**Prompt:** Convert every one of the records below into a two-column CSV with the headers "note" and "points", one row per record, holding its note text and its answer. Enclose each field in quotes and replace line breaks inside a field with spaces.

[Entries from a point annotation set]
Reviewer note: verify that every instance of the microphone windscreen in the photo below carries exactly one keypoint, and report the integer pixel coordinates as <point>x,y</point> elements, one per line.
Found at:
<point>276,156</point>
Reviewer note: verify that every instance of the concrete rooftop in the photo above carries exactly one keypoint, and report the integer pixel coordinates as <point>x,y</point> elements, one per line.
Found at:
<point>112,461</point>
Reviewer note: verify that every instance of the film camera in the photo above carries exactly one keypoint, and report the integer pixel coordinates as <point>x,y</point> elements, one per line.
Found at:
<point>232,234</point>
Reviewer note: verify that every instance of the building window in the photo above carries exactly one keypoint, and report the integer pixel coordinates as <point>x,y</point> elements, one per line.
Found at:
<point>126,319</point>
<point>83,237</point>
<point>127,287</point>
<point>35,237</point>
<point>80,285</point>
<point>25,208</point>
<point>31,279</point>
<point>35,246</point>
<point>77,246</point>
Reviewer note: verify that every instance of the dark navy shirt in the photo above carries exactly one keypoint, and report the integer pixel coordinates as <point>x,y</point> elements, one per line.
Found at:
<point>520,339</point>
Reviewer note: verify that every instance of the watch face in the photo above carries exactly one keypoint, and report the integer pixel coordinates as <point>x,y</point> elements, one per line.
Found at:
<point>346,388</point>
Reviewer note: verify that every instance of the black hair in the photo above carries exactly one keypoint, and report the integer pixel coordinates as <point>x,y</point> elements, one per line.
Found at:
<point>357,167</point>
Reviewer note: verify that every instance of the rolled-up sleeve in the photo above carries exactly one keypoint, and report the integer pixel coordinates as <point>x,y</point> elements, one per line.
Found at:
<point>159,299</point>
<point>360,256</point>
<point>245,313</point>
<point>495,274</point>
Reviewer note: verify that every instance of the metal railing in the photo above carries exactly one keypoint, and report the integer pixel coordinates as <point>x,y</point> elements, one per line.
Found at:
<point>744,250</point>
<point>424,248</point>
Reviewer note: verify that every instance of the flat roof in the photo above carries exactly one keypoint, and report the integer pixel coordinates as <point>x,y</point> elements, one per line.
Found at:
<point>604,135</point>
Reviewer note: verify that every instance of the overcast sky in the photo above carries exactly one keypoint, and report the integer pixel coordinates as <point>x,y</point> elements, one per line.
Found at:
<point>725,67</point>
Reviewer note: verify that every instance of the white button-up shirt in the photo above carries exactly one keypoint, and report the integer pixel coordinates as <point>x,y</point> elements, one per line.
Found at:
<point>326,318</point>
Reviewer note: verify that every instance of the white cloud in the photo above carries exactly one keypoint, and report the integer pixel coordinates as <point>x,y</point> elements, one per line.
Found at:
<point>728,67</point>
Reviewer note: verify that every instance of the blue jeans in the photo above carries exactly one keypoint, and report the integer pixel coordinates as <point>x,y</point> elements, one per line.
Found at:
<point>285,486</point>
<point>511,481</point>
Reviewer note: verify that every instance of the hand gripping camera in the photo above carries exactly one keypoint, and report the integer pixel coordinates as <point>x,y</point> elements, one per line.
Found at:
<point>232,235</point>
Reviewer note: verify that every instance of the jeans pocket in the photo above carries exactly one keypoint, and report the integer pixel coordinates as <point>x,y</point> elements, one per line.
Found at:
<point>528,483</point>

**Solution to this exercise:**
note,points
"Reviewer note: verify that every instance of the microphone windscreen in the photo below carries exactly one keypoint, and report the integer pixel coordinates as <point>x,y</point> elements, one per line. Found at:","<point>276,156</point>"
"Reviewer note: verify that every instance of the concrete rooftop in the photo above carries exactly one keypoint, and report the integer pixel coordinates as <point>x,y</point> elements, one per line. Found at:","<point>112,461</point>"
"Reviewer note: verify that every instance of the film camera in the photo above carries exactly one keypoint, and report the integer pixel coordinates as <point>x,y</point> elements, one per line. Found at:","<point>232,234</point>"
"Reviewer note: verify that every instance of the building window in the photo above carries exactly one keypoint, and report the integer pixel coordinates as <point>x,y</point> elements, one per line. Found at:","<point>126,319</point> <point>83,237</point> <point>127,287</point> <point>35,237</point> <point>80,285</point> <point>25,208</point> <point>31,279</point> <point>35,246</point> <point>77,246</point>"
"Reviewer note: verify that every instance of the dark navy shirt in the photo above carries exactly one keypoint, and report the integer pixel coordinates as <point>x,y</point> elements, one per line. Found at:","<point>520,339</point>"
"Reviewer note: verify that every instance of the watch face in the photo above carries exactly one keypoint, and report the integer pixel coordinates as <point>x,y</point> elements, one per line. Found at:","<point>346,388</point>"
"Reviewer note: verify that every instance of the black hair in the photo above carries exactly one keypoint, and report the integer pixel coordinates as <point>x,y</point> elements, one per line. Found at:","<point>357,167</point>"
"Reviewer note: verify that every instance of the rolled-up sleeve in the photo above carries exactly one keypoint, and report the integer pixel coordinates as <point>x,y</point> elements, one per line. Found at:","<point>159,299</point> <point>360,256</point> <point>245,313</point> <point>495,274</point>"
"Reviewer note: verify that every instance of the metal railing in the photo above carries exactly one keypoint, and report the integer pixel coordinates as <point>x,y</point> elements, one per line. Found at:","<point>744,250</point> <point>424,248</point>"
"Reviewer note: verify that every instance of the flat roof in the photo above carries exactly one keypoint, and report the integer pixel coordinates as <point>x,y</point> elements, one per line. Found at:","<point>604,135</point>"
"Reviewer note: verify that every instance of the overcast sky in the photo above carries exactly one keypoint, and report the integer pixel coordinates as <point>x,y</point> elements, one per line. Found at:","<point>725,67</point>"
"Reviewer note: verify that every instance of the white button-up shirt in the photo above carries exactly one keypoint, and report the integer pixel coordinates as <point>x,y</point> elements, one per line. Found at:","<point>326,318</point>"
"Reviewer note: verify that every instance of the white cloud in the photo above carries exactly one keypoint, and report the integer pixel coordinates as <point>x,y</point> elements, one per line. Found at:","<point>728,67</point>"
"Reviewer note: verify that every instance of the blue jeans in the photo above carries exactly one keypoint, and report the integer pixel coordinates as <point>x,y</point> elements, one per line. Found at:","<point>285,486</point> <point>511,481</point>"
"Reviewer note: verify that every instance of the hand gripping camera in the photo above carries exactly one keypoint, and report the integer pixel coordinates as <point>x,y</point> elements, one per line. Found at:","<point>232,235</point>"
"Reviewer note: verify that every instance of the jeans pocket in the photo above carries exactly one keypoint, and report the integer pixel coordinates as <point>x,y</point> elements, one per line. Found at:","<point>528,483</point>"